◆ **Your objective**
For the material that follows, return exactly the lines from the one with "Target: red flag" through the one with "Target: two-story building", both ends included.

◆ **Data records**
· · · · ·

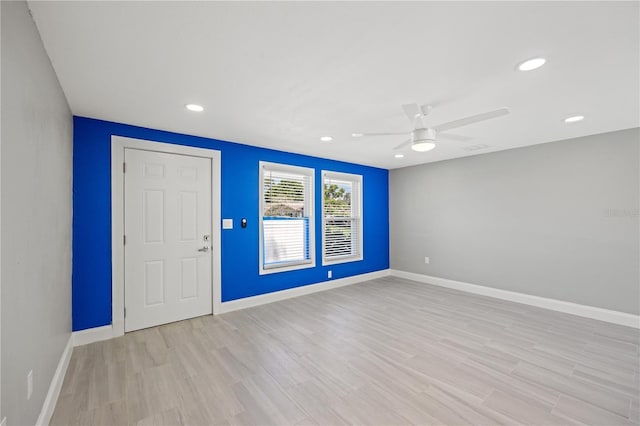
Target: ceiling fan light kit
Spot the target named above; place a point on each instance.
(423, 146)
(422, 140)
(423, 137)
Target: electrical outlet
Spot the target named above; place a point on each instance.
(29, 384)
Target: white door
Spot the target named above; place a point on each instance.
(167, 226)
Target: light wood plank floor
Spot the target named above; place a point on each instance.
(384, 352)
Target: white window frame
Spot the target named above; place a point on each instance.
(356, 203)
(309, 206)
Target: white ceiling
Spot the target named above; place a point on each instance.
(283, 74)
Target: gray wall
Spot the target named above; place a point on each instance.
(36, 217)
(557, 220)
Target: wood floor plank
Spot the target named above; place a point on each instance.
(389, 351)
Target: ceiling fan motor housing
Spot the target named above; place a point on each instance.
(423, 135)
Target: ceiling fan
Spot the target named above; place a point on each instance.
(423, 137)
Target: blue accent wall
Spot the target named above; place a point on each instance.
(239, 198)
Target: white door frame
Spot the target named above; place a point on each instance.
(118, 145)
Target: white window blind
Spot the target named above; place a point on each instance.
(286, 208)
(341, 217)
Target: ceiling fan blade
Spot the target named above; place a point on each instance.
(454, 137)
(381, 134)
(472, 119)
(403, 144)
(411, 111)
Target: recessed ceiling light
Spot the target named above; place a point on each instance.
(574, 119)
(532, 64)
(194, 107)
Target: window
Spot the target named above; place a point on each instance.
(341, 217)
(287, 220)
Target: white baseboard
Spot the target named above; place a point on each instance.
(97, 334)
(56, 384)
(90, 335)
(248, 302)
(615, 317)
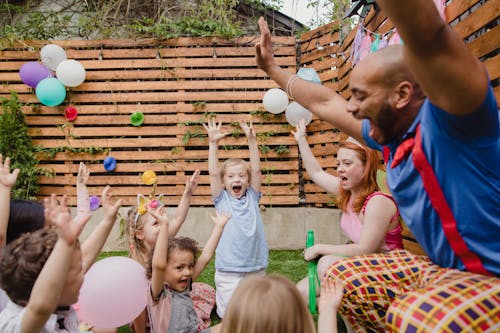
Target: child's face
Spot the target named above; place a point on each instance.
(350, 169)
(179, 270)
(236, 180)
(150, 231)
(74, 280)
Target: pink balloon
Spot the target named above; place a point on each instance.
(114, 292)
(33, 72)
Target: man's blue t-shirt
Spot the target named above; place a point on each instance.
(464, 152)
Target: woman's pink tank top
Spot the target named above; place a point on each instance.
(351, 226)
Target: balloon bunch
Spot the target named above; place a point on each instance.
(276, 100)
(50, 90)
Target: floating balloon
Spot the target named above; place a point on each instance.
(275, 100)
(33, 72)
(309, 74)
(52, 55)
(71, 73)
(114, 292)
(295, 112)
(50, 92)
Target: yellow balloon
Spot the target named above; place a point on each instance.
(149, 177)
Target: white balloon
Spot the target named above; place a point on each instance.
(71, 73)
(295, 112)
(52, 55)
(275, 100)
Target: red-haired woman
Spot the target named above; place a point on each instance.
(370, 218)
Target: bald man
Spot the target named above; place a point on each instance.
(429, 107)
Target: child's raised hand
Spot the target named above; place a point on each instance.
(213, 130)
(110, 208)
(220, 218)
(300, 131)
(7, 178)
(53, 208)
(248, 129)
(83, 174)
(159, 215)
(332, 292)
(67, 229)
(192, 182)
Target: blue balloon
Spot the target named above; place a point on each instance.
(50, 92)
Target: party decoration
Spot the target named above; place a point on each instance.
(309, 74)
(109, 163)
(33, 72)
(137, 118)
(114, 292)
(52, 55)
(149, 177)
(71, 73)
(275, 100)
(294, 112)
(70, 113)
(94, 202)
(50, 91)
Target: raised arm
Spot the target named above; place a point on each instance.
(7, 180)
(220, 219)
(82, 193)
(214, 135)
(327, 181)
(376, 223)
(50, 283)
(449, 74)
(255, 179)
(159, 263)
(183, 207)
(95, 241)
(320, 100)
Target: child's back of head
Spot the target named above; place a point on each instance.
(24, 216)
(270, 304)
(22, 261)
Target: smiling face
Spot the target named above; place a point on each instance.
(179, 271)
(236, 179)
(350, 169)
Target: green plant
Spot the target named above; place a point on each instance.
(16, 143)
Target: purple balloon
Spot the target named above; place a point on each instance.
(33, 72)
(94, 202)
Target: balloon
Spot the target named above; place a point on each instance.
(295, 112)
(33, 72)
(275, 100)
(52, 55)
(50, 92)
(309, 74)
(114, 292)
(71, 73)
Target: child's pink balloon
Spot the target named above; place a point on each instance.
(114, 292)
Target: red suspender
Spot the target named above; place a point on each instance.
(438, 201)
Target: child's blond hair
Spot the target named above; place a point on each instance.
(270, 304)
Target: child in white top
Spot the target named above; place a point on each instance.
(235, 188)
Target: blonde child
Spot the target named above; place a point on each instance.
(173, 268)
(42, 273)
(273, 304)
(235, 188)
(270, 304)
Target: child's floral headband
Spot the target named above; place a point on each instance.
(152, 201)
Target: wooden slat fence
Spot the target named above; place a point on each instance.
(178, 83)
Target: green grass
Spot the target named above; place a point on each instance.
(289, 263)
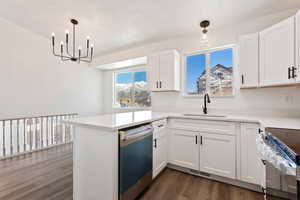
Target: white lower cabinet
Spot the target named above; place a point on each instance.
(184, 148)
(252, 168)
(160, 151)
(218, 155)
(216, 148)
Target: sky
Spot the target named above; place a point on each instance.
(127, 77)
(196, 65)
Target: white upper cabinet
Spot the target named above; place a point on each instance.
(153, 65)
(249, 60)
(297, 72)
(164, 71)
(252, 168)
(277, 53)
(218, 155)
(184, 148)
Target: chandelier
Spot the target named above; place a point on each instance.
(65, 55)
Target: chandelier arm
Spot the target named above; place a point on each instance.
(57, 55)
(87, 61)
(67, 49)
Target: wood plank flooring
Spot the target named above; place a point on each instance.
(47, 175)
(174, 185)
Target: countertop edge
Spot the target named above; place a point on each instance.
(266, 122)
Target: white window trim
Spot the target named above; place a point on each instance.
(207, 67)
(129, 69)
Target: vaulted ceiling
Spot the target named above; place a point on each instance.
(118, 24)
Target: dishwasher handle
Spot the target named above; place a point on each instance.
(136, 135)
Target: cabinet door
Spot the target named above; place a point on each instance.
(184, 148)
(162, 151)
(153, 65)
(218, 155)
(277, 53)
(298, 47)
(169, 70)
(252, 168)
(249, 62)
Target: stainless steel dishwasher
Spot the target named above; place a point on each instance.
(135, 160)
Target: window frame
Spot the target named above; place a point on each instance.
(207, 52)
(134, 69)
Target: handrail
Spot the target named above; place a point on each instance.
(39, 116)
(27, 134)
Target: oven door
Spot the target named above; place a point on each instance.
(280, 171)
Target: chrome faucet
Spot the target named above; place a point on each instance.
(206, 100)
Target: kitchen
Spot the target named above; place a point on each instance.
(201, 98)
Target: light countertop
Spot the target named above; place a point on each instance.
(117, 121)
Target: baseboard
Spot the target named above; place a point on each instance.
(234, 182)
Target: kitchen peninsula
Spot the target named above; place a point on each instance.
(96, 147)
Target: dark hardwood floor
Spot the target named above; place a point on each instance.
(47, 175)
(174, 185)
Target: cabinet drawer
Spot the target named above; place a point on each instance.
(207, 126)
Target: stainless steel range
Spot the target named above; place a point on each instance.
(280, 149)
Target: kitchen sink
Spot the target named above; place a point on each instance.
(202, 115)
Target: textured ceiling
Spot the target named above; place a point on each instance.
(119, 24)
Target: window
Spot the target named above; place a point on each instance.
(211, 72)
(131, 89)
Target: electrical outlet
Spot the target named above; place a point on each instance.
(289, 99)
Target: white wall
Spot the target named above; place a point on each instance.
(284, 101)
(33, 82)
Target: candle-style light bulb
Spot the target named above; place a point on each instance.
(79, 53)
(92, 50)
(67, 36)
(61, 48)
(53, 38)
(88, 42)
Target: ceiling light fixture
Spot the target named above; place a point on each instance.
(204, 25)
(73, 56)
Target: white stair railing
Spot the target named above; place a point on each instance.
(28, 134)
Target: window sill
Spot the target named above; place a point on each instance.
(131, 108)
(212, 97)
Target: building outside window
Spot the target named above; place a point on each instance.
(131, 89)
(210, 71)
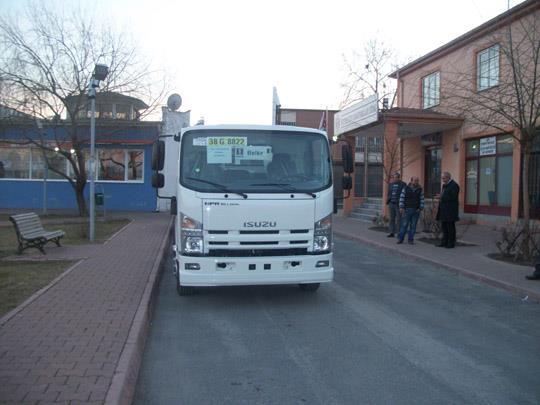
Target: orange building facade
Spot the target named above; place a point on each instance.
(430, 131)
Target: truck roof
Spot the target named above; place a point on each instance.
(287, 128)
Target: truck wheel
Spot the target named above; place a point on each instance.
(311, 287)
(183, 290)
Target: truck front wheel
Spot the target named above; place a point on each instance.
(311, 287)
(181, 289)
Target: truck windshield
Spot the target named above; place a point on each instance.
(255, 161)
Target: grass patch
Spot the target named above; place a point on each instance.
(19, 280)
(76, 234)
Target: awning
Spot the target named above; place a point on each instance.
(411, 122)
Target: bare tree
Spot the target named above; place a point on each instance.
(367, 73)
(46, 62)
(512, 103)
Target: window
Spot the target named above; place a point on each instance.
(113, 164)
(431, 90)
(122, 111)
(15, 162)
(487, 66)
(489, 171)
(24, 162)
(135, 164)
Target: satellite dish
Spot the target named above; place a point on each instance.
(174, 101)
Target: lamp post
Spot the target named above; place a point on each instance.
(100, 73)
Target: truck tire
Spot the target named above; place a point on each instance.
(181, 289)
(311, 287)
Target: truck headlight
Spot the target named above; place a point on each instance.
(191, 235)
(322, 236)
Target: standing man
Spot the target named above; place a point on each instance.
(411, 202)
(392, 200)
(448, 212)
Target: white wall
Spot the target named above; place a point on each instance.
(173, 122)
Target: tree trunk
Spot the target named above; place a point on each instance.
(81, 202)
(525, 241)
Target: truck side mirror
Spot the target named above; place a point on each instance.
(346, 182)
(158, 180)
(346, 158)
(174, 207)
(158, 155)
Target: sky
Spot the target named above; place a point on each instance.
(225, 56)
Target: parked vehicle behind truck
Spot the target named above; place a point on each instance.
(253, 206)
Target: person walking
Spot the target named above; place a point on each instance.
(394, 191)
(448, 212)
(411, 202)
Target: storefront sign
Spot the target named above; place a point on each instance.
(357, 115)
(488, 146)
(431, 139)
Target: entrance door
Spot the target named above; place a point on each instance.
(432, 171)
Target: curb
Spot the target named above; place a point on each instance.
(531, 295)
(122, 388)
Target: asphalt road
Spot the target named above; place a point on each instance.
(388, 330)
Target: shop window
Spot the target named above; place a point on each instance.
(135, 164)
(112, 164)
(56, 163)
(15, 162)
(487, 66)
(431, 90)
(122, 111)
(489, 173)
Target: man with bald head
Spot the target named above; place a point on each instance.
(411, 202)
(448, 212)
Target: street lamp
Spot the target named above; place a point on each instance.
(100, 73)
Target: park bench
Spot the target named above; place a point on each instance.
(30, 232)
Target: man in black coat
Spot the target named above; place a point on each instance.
(392, 200)
(448, 212)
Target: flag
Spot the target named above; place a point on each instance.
(322, 123)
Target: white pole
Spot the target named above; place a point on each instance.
(92, 96)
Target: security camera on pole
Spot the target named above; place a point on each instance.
(100, 73)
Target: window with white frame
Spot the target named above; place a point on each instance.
(487, 67)
(25, 162)
(431, 86)
(121, 165)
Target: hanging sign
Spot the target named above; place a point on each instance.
(488, 146)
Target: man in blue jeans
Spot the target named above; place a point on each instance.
(411, 202)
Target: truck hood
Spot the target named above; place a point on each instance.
(258, 215)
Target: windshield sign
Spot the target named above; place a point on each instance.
(254, 161)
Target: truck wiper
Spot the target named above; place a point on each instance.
(286, 187)
(217, 185)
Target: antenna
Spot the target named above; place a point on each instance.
(174, 102)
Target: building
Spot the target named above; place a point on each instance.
(444, 119)
(123, 149)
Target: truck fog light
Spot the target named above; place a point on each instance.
(193, 244)
(321, 243)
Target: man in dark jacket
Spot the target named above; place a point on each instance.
(392, 200)
(448, 212)
(411, 202)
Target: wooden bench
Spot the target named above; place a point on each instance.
(30, 232)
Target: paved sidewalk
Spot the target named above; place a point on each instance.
(80, 339)
(471, 261)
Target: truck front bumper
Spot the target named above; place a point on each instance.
(223, 271)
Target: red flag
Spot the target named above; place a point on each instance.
(322, 123)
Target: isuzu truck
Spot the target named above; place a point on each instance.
(253, 206)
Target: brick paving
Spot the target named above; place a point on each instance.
(471, 260)
(65, 345)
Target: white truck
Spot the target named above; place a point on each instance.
(253, 205)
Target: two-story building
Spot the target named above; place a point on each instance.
(446, 118)
(123, 151)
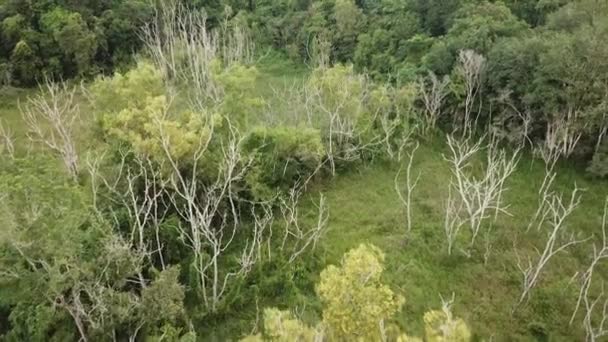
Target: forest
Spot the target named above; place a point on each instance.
(303, 170)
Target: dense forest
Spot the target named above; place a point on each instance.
(303, 170)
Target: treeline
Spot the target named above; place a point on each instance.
(545, 66)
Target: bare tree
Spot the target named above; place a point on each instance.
(51, 118)
(299, 236)
(405, 193)
(453, 220)
(433, 92)
(209, 210)
(478, 197)
(7, 140)
(138, 187)
(558, 210)
(181, 45)
(585, 297)
(318, 51)
(471, 67)
(263, 218)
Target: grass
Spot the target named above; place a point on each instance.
(364, 208)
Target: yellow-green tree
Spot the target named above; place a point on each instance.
(358, 307)
(356, 302)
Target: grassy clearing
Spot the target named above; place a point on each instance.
(364, 208)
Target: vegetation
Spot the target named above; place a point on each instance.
(309, 170)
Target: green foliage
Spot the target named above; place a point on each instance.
(282, 326)
(135, 112)
(64, 39)
(63, 267)
(440, 326)
(240, 102)
(599, 162)
(354, 297)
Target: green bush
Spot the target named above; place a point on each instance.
(281, 157)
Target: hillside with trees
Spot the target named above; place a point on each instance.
(304, 170)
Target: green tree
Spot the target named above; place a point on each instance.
(356, 303)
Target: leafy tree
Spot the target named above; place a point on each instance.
(355, 300)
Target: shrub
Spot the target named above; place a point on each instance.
(282, 156)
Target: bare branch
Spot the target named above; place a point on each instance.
(405, 194)
(51, 118)
(433, 92)
(557, 211)
(7, 140)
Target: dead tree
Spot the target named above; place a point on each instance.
(453, 221)
(557, 212)
(181, 45)
(7, 140)
(471, 68)
(478, 197)
(137, 187)
(263, 218)
(297, 238)
(433, 92)
(51, 118)
(405, 193)
(209, 209)
(586, 300)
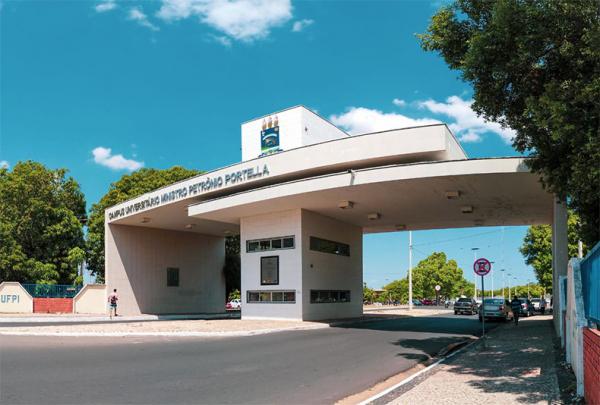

· · · · ·

◆ **Solution**
Target: red flag
Spot the target named above; place a point on each instance.
(322, 123)
Target: isuzu truck
Spot the target named above; place a point on each instance.
(253, 206)
Target: brick paving
Spot the target named above; place a point on each instance.
(471, 260)
(65, 345)
Target: white truck
Spot the target named above; place a point on each instance.
(253, 205)
Target: two-story building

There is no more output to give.